→ **What is expected**
All lines below containing the string "pickup" are to be copied.
** Opening Listed records block **
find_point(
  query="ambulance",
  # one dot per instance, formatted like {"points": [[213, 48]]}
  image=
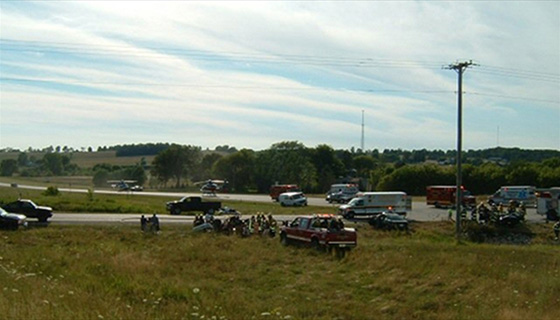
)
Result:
{"points": [[525, 194], [373, 203]]}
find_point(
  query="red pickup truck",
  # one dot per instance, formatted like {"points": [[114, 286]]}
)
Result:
{"points": [[320, 231]]}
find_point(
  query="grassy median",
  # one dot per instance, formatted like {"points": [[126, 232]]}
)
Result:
{"points": [[139, 203], [101, 272]]}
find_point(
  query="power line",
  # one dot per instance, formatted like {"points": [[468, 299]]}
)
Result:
{"points": [[460, 68], [271, 88], [219, 56]]}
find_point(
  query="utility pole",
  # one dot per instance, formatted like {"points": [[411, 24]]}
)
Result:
{"points": [[460, 68], [362, 141]]}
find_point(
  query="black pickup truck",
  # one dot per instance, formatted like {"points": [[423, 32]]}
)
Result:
{"points": [[192, 204]]}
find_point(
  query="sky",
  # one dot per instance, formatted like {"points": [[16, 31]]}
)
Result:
{"points": [[250, 74]]}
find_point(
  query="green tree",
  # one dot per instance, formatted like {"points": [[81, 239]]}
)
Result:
{"points": [[237, 168], [522, 173], [23, 159], [53, 164], [8, 167], [327, 166], [205, 167], [285, 162], [100, 177], [175, 162]]}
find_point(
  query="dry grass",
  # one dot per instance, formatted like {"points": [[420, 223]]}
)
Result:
{"points": [[63, 272]]}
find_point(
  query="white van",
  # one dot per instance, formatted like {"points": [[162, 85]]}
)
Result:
{"points": [[505, 194], [292, 199], [548, 203], [372, 203], [342, 192]]}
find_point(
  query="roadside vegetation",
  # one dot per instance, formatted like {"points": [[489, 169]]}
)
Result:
{"points": [[314, 169], [135, 202], [100, 272]]}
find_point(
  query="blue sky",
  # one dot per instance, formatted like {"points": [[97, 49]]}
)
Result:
{"points": [[250, 74]]}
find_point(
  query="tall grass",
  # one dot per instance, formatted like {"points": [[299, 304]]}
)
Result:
{"points": [[89, 272], [137, 203]]}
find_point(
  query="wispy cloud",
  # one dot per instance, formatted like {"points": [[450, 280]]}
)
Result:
{"points": [[250, 74]]}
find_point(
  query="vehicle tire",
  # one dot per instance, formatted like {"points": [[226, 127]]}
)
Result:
{"points": [[315, 244], [339, 253], [284, 240]]}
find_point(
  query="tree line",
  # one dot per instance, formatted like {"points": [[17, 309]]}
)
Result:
{"points": [[314, 169]]}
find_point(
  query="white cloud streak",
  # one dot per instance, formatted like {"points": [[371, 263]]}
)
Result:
{"points": [[250, 74]]}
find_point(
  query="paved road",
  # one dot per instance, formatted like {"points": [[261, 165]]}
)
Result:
{"points": [[420, 211]]}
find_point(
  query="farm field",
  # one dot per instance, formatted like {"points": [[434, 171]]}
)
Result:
{"points": [[87, 159], [134, 203], [101, 272]]}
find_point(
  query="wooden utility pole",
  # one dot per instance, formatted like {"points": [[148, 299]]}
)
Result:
{"points": [[460, 68]]}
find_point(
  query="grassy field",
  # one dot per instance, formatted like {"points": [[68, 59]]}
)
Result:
{"points": [[136, 203], [87, 159], [89, 272]]}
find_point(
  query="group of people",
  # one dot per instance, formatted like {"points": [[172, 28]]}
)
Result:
{"points": [[333, 224], [259, 224], [149, 224], [492, 212]]}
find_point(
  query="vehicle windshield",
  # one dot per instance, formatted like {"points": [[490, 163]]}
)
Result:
{"points": [[356, 202], [395, 217]]}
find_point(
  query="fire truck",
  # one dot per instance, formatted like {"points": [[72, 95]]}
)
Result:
{"points": [[444, 196], [548, 202]]}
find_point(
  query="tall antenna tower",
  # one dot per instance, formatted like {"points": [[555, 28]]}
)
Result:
{"points": [[362, 142]]}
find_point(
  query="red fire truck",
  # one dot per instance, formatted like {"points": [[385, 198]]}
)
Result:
{"points": [[444, 196]]}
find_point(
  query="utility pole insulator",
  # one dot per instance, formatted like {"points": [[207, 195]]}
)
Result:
{"points": [[459, 67]]}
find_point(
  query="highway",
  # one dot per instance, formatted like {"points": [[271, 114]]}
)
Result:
{"points": [[420, 211]]}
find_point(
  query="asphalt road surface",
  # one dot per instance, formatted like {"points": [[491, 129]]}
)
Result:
{"points": [[420, 211]]}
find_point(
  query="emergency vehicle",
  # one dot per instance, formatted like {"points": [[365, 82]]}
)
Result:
{"points": [[342, 192], [548, 203], [373, 203], [445, 196], [525, 194]]}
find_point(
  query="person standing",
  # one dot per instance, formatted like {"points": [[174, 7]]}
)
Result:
{"points": [[155, 223], [143, 223]]}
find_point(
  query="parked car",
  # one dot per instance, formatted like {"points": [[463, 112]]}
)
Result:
{"points": [[320, 231], [389, 221], [341, 193], [12, 221], [29, 209], [295, 199], [187, 204]]}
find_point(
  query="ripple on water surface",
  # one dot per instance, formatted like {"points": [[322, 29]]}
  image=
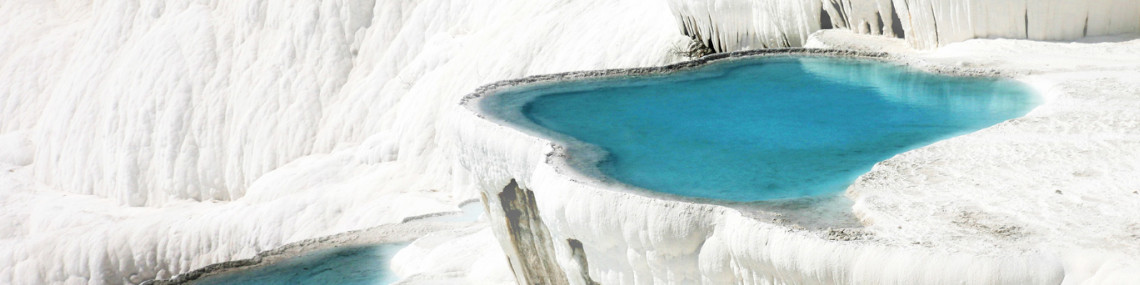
** Closing Listed records block **
→ **Solution**
  query="red pickup truck",
  query="black pickup truck",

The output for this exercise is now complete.